[Data records]
++++++++++++++++++++

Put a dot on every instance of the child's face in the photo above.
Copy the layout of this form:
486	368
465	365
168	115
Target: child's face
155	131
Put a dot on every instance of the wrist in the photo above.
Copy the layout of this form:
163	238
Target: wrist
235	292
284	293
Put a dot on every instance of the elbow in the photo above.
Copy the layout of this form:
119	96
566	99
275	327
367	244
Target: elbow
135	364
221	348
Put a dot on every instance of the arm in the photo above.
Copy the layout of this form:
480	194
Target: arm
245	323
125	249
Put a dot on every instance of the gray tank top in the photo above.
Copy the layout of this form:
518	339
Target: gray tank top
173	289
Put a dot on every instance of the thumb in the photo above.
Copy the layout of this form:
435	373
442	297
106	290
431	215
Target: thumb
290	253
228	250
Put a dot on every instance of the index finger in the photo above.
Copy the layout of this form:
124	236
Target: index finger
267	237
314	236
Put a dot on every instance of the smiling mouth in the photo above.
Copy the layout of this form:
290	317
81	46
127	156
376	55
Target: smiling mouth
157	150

++++++++++++++++++++

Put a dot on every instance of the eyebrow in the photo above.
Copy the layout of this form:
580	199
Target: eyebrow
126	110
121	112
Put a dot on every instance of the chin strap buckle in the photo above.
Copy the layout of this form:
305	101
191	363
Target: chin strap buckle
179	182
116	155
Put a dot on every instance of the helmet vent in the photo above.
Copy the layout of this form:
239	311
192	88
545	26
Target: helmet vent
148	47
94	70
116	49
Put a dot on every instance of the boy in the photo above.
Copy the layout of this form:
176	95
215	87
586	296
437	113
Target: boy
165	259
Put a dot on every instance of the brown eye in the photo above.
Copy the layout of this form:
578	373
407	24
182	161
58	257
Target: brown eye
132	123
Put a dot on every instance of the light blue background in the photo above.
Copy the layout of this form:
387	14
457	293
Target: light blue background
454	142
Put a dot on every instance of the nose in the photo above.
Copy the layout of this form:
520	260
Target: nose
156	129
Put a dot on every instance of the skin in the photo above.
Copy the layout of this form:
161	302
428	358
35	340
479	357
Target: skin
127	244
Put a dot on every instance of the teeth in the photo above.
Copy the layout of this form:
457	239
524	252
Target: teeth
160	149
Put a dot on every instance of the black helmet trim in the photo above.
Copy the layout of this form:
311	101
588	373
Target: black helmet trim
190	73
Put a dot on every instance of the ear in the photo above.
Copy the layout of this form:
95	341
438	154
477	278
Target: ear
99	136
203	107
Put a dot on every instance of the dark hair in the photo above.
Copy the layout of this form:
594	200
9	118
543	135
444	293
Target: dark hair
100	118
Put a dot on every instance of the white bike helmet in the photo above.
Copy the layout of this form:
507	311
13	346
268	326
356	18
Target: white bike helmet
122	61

++++++++++++++++++++

● **EXERCISE AIM**
Please return each line above that contains the word "black". Case counts, so uppercase and lowercase letters must match.

● **CORRECT RESPONSE**
Put a dot on every instance of the black helmet trim in the photo above.
Target: black helmet trim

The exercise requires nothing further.